Exercise tasks:
[1] Repeat word for word the part of the passage on Myanmar's NLD government that runs from "Comparisons between Suu" down to "what happened afterwards.".
[2] Answer these questions from the passage on Myanmar's NLD government:
(a) Which newspaper sacked reporter Fiona MacGregor?
(b) Who sued Than Htut Aung for defamation?
(c) What is the title of the Slavoj Žižek book that the passage quotes?
[3] Carry the passage on Aung San Suu Kyi's NLD government in Myanmar forward from its last sentence.

Excerpt to read:
Start

On top of that, the NLD government appears to be curtailing freedom of speech: first when alleged government pressure forced the Myanmar Times into sacking reporter Fiona MacGregor, after she reported on the systematic rape by security forces in Rakhine state, and then with the imprisonment of two Burmese journalists from the country’s largest newspaper. “The press crackdown is clearly meant as intimidation. Myanmar officials – and this includes Ms. Suu Kyi – have never operated in an atmosphere of a free press… the firing of MacGregor and the arrests of the top newspaper executives are a bad sign, to say the least,” reads an editorial in the Bangkok Post.
Than Htut Aung, CEO of the Eleven Media Group, who was arrested this month, gave a damning indictment of the NLD’s languid pace of reforms when writing for the Asia News Network a week before his detention. “Across the country, commodity prices have increased at an alarming rate and inflation is in the double digits. The government has been largely unable to address the problem of growing income inequality. Demonstrations and protests have occurred in numerous places and for a variety of reasons. The NLD has also failed to tackle the corruption and crony capitalism that were prevalent in the previous government,” he wrote, adding:
“Citizens have become disappointed with the close ties that some NLD members formed with crony capitalists. The newly elected NLD officials’ rosy relations with the corrupt officials from the previous bureaucracy are grave concerns for the Myanmar people. In social media, stories have circulated about a newly elected minister, making just $2,500 a month, being seen wearing a $100,000 Patek Philippe watch. For many Myanmar people who make $2 a day, this is a source of great disbelief and resentment.”
(It should be noted that it was this allegation of quid pro quo, reprinted on Facebook in Burmese, that led to Than Htut Aung being sued by Chief Minister Phyo Min Thein for defamation and his arrest.)
Bertil Lintner is a highly respected commentator, and one should give pause when he says that the NLD “stood for a new order” and the vote for it “was a vote for change – and that was what people expected from the new government. But, what many are seeing is just more of the same.” As he termed it, Suu Kyi’s halo is slipping. He went on: “A year after the party in the streets of Yangon and elsewhere, a bitter reality is setting in. It was much easier to be the heroine of democracy than to rule a country torn apart for decades by civil war and ethnic and political strife.”
Comparisons between Suu Kyi and Nelson Mandela had become cliché and journalistic prettification long before the NLD’s victory last year. But, inadvertently, such a comparison might be more perceptive than first glance allows. Granted, both individuals endured decades of sacrifice and struggle to liberate their respective countries from tyrannies. But what employers of this equivalence often miss is what happened afterwards.
Twenty-two years after the end of apartheid, the lives of many black South Africans remain as perilous and poor as they were back then. As numerous writers have noted, the most radical change to take place once the racial laws were torn up was that the old, white ruling class was joined by a small, new black elite. What had gone wrong? I quote Slavoj Žižek from his book Trouble in Paradise: “The old African National Congress” – the party of Nelson Mandela – “promised not only the end of apartheid, but also social justice, even a kind of socialism.” But, once in power, the promise of a new world was eroded, either by the forces of capital or by the tempting influence of power. The degradation of an ideal and the unfulfilled promises is not only despairing for South Africa but also cautionary for other would-be liberators.

End

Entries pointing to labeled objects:
Start

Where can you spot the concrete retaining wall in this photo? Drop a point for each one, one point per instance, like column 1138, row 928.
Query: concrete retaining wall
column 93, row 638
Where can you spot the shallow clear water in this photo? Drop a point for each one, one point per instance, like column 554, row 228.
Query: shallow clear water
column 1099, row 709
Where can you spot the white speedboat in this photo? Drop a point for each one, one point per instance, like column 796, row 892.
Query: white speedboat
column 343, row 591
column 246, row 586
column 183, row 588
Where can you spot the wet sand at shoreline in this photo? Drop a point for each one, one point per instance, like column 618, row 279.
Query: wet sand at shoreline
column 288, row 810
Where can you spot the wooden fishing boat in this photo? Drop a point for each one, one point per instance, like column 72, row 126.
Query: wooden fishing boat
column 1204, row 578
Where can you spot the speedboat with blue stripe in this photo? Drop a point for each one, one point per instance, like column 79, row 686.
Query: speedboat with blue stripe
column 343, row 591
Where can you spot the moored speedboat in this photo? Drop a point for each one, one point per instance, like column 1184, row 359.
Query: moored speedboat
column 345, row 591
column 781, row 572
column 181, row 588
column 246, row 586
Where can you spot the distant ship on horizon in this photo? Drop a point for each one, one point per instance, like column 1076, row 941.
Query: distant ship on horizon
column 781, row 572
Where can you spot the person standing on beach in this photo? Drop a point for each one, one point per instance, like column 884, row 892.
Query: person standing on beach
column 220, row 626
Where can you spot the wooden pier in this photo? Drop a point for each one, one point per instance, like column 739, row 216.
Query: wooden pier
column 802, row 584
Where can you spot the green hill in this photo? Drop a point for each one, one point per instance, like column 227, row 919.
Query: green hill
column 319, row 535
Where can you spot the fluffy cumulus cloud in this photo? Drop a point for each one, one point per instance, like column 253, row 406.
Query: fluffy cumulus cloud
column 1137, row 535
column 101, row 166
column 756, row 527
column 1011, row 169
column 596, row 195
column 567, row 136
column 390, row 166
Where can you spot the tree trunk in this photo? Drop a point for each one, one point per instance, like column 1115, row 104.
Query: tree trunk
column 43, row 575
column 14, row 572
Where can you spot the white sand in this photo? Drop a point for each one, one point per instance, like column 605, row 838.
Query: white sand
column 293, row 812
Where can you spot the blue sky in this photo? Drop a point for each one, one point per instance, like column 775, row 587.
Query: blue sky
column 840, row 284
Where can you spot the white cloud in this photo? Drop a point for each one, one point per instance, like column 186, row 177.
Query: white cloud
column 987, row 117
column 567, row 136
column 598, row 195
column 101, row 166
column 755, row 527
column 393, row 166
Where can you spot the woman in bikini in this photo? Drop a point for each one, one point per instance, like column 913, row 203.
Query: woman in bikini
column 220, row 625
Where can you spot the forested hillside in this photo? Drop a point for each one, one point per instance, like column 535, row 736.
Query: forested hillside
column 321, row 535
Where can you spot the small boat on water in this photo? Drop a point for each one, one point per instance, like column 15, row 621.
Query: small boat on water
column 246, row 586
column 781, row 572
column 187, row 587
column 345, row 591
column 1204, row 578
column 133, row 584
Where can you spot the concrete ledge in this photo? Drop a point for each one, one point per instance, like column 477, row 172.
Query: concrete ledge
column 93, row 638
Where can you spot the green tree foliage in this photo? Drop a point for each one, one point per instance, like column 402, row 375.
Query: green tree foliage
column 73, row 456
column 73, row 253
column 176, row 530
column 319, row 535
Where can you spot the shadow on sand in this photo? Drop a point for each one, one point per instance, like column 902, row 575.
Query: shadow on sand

End

Results in order:
[1]
Comparisons between Suu Kyi and Nelson Mandela had become cliché and journalistic prettification long before the NLD’s victory last year. But, inadvertently, such a comparison might be more perceptive than first glance allows. Granted, both individuals endured decades of sacrifice and struggle to liberate their respective countries from tyrannies. But what employers of this equivalence often miss is what happened afterwards.

[2]
(a) The Myanmar Times
(b) Chief Minister Phyo Min Thein
(c) Trouble in Paradise

[3]
Back to Myanmar, is not the same happening now? Democracy has been achieved but missing is the realization of the social justice that was thought to accompany it. As Than Htut Aung wrote: “The people of Myanmar are still anxiously waiting for the reforms that the NLD government promised.”
Here is my argument: The NLD thought democracy was the end, not the means. But one is not empowered by ticking a box; one is empowered by what happens after ticking that box. This, the electorate knew: the USDP, after all, could impose some reforms but these were mere window dressing; that is why the electorate voted overwhelmingly for change. Such change was to be a democratic revolt, the harbinger of genuine social change and justice. But, because of the NLD’s mistake, the party has grown lazy and self-congratulatory, perhaps even accustomed to power. Indeed, it was precisely after the November elections that NLD’s task really began, when all of its energy was needed and when Suu Kyi’s worth could be measured. Achieving power is relatively easy compared to changing a society. It is not enough to get rid of the ancien regime if one isn’t going to create a new social order.
There is still hope, however.
History teaches us that social revolts typically come in couplets: 1789/1793, for the French Revolution; February/October, for the Russian, for example. The first stage tends to culminate in an all-popular uprising against a certain figure or institution. These typically include all strata of society, from the poorest to the richest, and thus provide a sense of unity and collective will. Antagonisms are forgotten and personal interests put aside for the sake of a common goal. History then teaches us that the worth of a social revolt can only be measured once the tyrant has been overthrown, because it is at this moment that unity begins to crumble. Hegel once said that the price of victory for a political movement is that it splits into antagonistic factions. Indeed, new, or rather, suppressed, antagonisms begin to reappear: between the poor and rich, the rural and urban, secular and the religious, socialists and free-market capitalists. This is now happening in Burma.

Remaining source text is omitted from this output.